Given information:
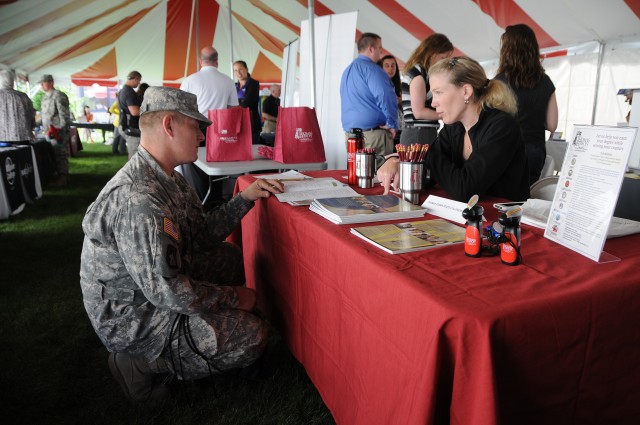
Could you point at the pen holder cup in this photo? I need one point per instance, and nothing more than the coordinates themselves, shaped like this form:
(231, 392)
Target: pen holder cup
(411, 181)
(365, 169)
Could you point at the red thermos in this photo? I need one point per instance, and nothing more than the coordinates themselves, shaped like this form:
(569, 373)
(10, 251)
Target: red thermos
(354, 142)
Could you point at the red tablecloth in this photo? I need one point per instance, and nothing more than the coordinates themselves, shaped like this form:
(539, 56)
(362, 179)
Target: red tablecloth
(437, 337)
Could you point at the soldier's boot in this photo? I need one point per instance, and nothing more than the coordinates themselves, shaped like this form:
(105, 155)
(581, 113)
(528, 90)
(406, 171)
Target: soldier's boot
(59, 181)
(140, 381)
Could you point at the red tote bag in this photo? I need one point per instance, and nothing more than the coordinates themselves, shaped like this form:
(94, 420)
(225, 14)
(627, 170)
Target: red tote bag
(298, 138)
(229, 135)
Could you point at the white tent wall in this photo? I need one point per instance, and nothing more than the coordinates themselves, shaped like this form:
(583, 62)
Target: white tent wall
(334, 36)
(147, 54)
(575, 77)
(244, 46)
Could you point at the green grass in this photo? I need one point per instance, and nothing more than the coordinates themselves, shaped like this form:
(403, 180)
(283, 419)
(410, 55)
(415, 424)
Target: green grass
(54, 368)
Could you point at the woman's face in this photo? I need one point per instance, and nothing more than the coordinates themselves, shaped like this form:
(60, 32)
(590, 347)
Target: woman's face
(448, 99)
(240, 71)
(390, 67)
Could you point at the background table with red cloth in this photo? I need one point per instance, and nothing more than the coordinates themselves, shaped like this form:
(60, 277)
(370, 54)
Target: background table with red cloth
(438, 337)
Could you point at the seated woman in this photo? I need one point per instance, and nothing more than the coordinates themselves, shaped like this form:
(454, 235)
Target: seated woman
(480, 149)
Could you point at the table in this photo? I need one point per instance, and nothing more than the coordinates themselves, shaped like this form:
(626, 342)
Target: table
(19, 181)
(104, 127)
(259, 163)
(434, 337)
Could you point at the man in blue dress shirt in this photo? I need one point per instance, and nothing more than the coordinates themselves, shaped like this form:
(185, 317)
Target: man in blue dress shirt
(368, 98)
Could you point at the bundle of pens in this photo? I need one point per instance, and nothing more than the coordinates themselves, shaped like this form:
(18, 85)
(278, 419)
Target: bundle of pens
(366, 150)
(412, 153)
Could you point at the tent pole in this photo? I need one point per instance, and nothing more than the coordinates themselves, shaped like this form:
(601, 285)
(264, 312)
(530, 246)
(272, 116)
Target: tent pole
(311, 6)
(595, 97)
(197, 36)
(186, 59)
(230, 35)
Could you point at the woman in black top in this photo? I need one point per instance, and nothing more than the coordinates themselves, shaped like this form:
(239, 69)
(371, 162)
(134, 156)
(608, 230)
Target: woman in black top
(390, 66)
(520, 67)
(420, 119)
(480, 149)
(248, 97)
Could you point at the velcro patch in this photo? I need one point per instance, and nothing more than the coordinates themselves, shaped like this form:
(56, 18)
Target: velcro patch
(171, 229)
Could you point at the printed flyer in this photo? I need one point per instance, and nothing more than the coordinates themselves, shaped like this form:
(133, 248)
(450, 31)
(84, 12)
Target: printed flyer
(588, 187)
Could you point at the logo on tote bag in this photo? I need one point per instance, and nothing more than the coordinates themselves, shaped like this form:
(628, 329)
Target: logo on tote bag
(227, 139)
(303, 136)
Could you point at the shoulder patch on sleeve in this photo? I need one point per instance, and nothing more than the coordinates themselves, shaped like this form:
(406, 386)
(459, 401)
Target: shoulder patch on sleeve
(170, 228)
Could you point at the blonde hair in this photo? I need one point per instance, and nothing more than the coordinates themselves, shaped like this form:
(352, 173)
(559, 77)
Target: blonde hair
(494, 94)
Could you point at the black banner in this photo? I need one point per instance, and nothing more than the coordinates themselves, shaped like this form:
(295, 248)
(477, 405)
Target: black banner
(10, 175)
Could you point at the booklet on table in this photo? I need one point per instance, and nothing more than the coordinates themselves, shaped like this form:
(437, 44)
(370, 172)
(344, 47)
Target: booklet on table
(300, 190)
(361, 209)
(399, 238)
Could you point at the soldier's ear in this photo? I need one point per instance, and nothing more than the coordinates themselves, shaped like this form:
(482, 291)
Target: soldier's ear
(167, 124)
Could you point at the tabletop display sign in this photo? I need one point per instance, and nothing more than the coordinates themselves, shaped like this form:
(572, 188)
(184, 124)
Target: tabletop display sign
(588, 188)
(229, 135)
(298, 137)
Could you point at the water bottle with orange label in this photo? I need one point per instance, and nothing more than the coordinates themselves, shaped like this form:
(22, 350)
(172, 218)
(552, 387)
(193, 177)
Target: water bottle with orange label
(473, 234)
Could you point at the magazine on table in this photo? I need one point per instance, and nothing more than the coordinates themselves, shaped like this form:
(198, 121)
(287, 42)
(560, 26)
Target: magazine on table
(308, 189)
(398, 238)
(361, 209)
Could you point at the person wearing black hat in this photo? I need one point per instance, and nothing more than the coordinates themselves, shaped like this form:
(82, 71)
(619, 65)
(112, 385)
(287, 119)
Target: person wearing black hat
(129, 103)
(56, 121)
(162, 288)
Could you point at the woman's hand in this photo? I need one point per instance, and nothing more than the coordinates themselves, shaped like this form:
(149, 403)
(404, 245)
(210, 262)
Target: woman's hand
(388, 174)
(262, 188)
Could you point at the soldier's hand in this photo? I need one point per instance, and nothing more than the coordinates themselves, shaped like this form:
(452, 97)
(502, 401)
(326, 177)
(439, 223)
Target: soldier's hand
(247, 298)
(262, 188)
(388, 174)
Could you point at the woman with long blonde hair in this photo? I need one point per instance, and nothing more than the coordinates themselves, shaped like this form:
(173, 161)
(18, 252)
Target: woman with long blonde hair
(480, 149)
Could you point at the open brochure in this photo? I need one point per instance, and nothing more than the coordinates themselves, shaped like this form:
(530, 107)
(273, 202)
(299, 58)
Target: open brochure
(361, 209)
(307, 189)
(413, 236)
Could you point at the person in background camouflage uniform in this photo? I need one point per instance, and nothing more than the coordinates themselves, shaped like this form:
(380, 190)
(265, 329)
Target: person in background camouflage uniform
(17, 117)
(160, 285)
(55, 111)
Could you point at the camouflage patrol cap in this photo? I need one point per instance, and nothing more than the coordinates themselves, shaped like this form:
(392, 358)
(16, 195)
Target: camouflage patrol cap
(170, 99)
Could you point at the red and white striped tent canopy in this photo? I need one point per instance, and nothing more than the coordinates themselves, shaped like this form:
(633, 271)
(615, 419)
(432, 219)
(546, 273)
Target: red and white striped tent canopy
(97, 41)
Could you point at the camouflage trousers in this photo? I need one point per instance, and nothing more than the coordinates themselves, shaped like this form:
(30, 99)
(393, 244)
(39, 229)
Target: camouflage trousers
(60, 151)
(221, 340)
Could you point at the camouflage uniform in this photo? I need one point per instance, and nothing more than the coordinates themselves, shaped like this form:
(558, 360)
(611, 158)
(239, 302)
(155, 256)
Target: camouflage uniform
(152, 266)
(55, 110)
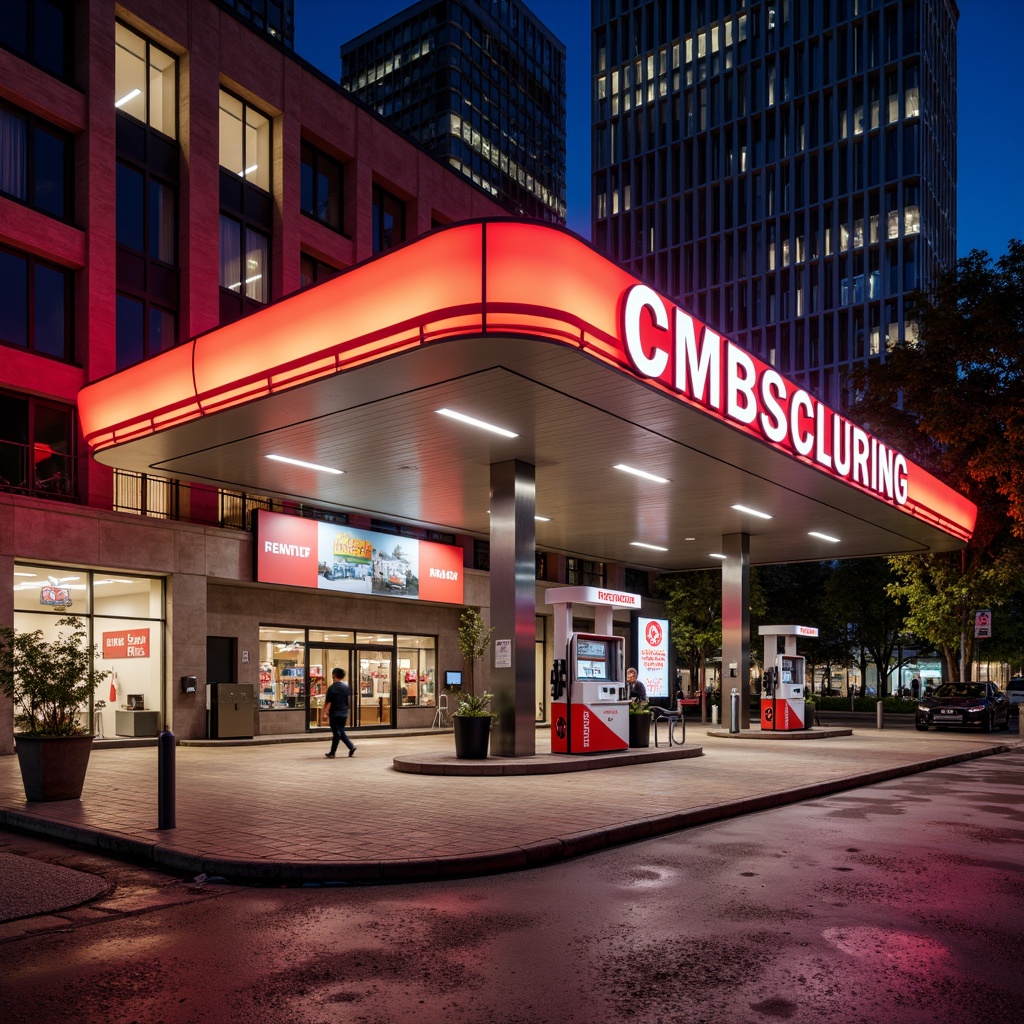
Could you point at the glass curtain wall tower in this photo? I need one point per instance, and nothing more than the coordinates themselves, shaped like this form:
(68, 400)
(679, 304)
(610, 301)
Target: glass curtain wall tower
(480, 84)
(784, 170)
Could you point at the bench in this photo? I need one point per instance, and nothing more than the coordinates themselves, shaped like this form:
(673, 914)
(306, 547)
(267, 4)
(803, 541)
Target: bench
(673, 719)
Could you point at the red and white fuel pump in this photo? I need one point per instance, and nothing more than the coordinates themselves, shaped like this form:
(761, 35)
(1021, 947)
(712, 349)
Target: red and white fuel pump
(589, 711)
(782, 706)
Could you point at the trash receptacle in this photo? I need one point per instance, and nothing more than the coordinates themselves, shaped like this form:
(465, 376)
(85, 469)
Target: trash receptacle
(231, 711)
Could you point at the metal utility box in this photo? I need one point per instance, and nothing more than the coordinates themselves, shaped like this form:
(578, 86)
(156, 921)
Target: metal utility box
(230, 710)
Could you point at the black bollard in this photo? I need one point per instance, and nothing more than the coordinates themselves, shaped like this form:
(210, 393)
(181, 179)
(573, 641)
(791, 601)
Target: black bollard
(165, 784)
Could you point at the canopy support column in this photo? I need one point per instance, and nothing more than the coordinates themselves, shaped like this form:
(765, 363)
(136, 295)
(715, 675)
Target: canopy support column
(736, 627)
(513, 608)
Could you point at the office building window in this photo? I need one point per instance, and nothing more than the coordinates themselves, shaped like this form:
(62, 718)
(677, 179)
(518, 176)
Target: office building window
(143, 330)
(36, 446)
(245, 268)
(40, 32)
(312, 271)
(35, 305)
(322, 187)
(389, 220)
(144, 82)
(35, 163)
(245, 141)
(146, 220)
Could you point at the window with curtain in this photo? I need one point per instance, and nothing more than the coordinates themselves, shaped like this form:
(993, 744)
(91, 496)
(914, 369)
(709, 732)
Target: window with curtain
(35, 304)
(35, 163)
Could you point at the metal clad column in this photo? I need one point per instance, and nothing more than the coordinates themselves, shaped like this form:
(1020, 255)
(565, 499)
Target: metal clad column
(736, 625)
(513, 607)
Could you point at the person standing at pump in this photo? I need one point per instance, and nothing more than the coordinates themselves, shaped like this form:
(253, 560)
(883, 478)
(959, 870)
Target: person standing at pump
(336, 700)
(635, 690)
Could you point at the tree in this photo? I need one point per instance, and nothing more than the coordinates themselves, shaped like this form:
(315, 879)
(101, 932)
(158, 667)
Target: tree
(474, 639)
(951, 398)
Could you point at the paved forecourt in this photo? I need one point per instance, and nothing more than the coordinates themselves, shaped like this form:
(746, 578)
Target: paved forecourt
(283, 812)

Exercise: Reproduce word for word the lines from the one containing "Could you point at the person standing" through the final line, including both of those lines.

Answer to the exercise:
Could you point at the person standing at pump in this photo? I need one point per instance, and nothing more than the coordinates themselves, shaped like this form:
(253, 560)
(883, 478)
(959, 870)
Target: person standing at pump
(336, 700)
(635, 690)
Could you point at the tree in this photo? I need one point per instance, and nothing more than the coordinates themselves, shaped like this form:
(315, 879)
(101, 932)
(158, 667)
Target: tree
(474, 639)
(951, 398)
Could you point at the paved forecourt in this photo? I need one point per instance, and nothing more than the coordinates themselves, shaped like this form:
(746, 578)
Target: paved forecourt
(283, 812)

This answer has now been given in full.